* _Schriftliche Aufgabe 1_:
Finde alle Zeilen der Auflistung, in denen die Zeichenfolge "tree" vorkommt, und gib sie vollständig wieder. Groß- und Kleinschreibung ist dabei zu beachten.

* _Vorliegender Text_:
Ist Trump ein Faschist, ein Demagoge oder ein Populist?

Jakob Augstein sagte im »Freitag« vom 10.11.2016, Donald Trump sei ein Faschist. Die meisten deutschen Beobachter bevor­zugten bislang das Epitheton Populist. Konrad Ege fand in der gleichen »Freitag«-Ausgabe die Bezeich­nung »reaktio­närer Demagoge«. Eigent­lich komisch, dass das gute alte Wort »Demagoge«, das doch schon das gleiche sagte, nur schärfer, durch das zweischnei­dige, weich­gespülte Wort »Populist« verdrängt wurde. Aber zunächst zum Faschisten. Hat Augstein Recht?

Augstein nennt folgenden Grund für seine Einschät­zung: Trump wurde von Bürgern gewählt, die Angst haben (was ich nicht bestreite) – und Bucharin habe gesagt, Bürger, die keine Angst hätten, wählten die Demokratie, Bürger, die Angst hätten, wählten den Faschismus. Das ist mir ein bisschen wenig an Begrün­dung, denn es ist nicht sicher, ob der kluge Kommu­nist Nikolai Bucharin das wirklich gesagt hat, und wenn, dann bezog sich sein Diktum auf seine Zeit, die 1920er Jahre, die Zeit Musso­linis.

Trump und die Diktatur

Ege liefert als Indiz für seine Einschät­zung vor allem Trumps offen zur Schau getra­genen Rassismus. Trump ist ein Rassist und Frauen­ver­ächter der übelsten Sorte, ohne Zweifel. Beides sind auch Indizien für Faschisten. Ein weiteres Faschis­mus­indiz ist die Tatsache, dass Trump eine hasserfüllte, rache­durs­tige, tenden­ziell gewalt­tä­tige Bewegung von Unter­stüt­zern heran­ge­züchtet und immer wieder aufge­wie­gelt hat. Deren T‑Shirt-Parole »Hillary for Prison« war ein ziemlich offenes Bekenntnis zur Diktatur – denn nur in einer Diktatur könnte ein Präsi­dent Trump seine Gegnerin, nur weil sie einen techni­schen Fehler gemacht und ein bisschen gelogen hat, ins Gefängnis werfen. Doch wie sieht Trumps persön­li­ches Verhältnis zur Diktatur und zur Gewalt aus? Er hat angedeutet, ein gegen ihn ausfal­lenden Wahler­gebnis nicht akzep­tieren zu wollen. Das ist ein modernes dikta­to­ri­sches Element, wie wir es aus Thailand, Brasi­lien, Venezuela, der Ukraine, der Türkei und anderen Ländern kennen: Ergeb­nisse von Wahlen werden nicht mehr akzep­tiert. Minder­heiten mobili­sieren offen und unter Einsatz von Gewalt zum Sturz mehrheit­lich gewählter Präsi­den­tinnen und zur Auflö­sung mehrheit­lich gewählter Parla­mente. Ein gefähr­li­ches Unding, das dabei ist, weltweit die Demokratie zu zerstören – oft im Namen des Kampfes gegen Korrup­tion. Trump bedient sich skrupellos aus diesem Arsenal.

* _Schriftliche Aufgabe 2_:
Beantworte anhand des vorliegenden Textes die folgenden Fragen:
(a) In welcher Zeitung und an welchem Datum bezeichnete Jakob Augstein Donald Trump als Faschisten?
(b) Auf welche Zeit bezog sich Bucharins Diktum laut dem Text, falls er es gesagt hat?
(c) Welche Parole trugen Trumps Unterstützer auf ihren T-Shirts?

* _Quelldaten_:
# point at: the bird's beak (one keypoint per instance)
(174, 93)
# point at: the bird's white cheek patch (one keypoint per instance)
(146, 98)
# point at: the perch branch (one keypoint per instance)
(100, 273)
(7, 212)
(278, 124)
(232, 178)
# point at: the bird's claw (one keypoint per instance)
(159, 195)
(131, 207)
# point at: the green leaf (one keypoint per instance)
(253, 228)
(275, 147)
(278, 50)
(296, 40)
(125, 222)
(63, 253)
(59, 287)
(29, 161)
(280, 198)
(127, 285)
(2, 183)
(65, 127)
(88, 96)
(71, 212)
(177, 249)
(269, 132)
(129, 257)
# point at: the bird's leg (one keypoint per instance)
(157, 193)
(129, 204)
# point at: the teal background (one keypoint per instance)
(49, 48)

==

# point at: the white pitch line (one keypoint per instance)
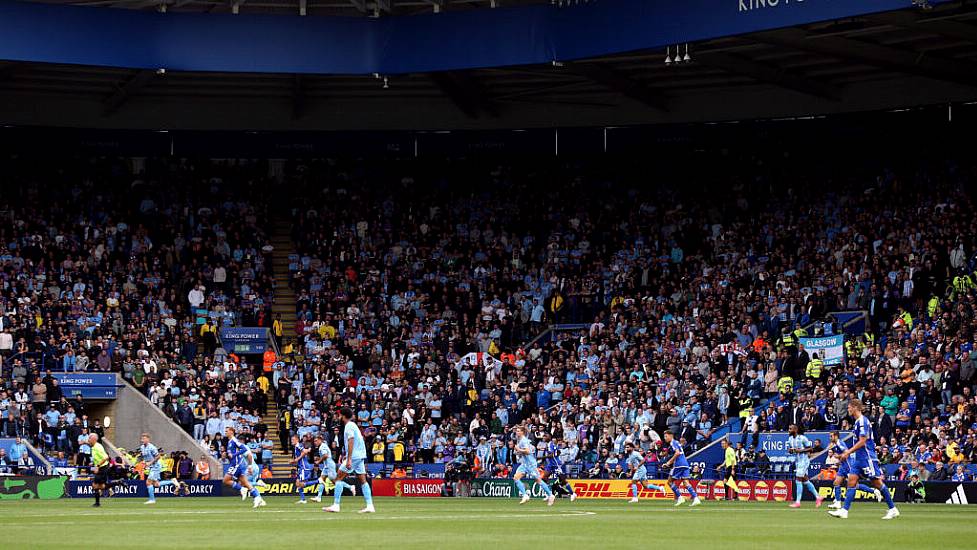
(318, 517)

---

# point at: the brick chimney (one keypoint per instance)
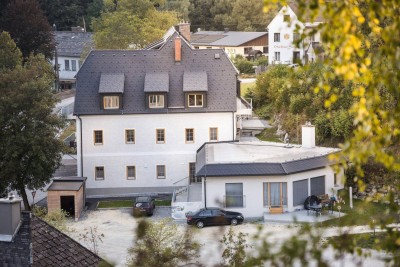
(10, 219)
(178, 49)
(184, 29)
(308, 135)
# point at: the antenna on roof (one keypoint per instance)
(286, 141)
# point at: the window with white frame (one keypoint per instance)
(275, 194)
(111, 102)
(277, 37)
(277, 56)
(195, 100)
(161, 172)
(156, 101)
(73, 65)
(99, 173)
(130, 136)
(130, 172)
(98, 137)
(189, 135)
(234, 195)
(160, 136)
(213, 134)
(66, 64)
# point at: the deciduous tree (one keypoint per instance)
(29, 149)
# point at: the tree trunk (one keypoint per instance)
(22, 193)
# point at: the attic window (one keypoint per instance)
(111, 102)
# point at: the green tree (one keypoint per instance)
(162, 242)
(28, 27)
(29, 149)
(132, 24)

* _Vollständige Ausgabe 1_:
# point at: the deciduous tree (one keypoint per instance)
# point at: the tree trunk (one keypoint per instance)
# point at: the green tree (one keypoint per instance)

* _Vollständige Ausgabe 2_:
(a) Im »Freitag« vom 10.11.2016.
(b) Auf die 1920er Jahre, die Zeit Mussolinis.
(c) »Hillary for Prison«.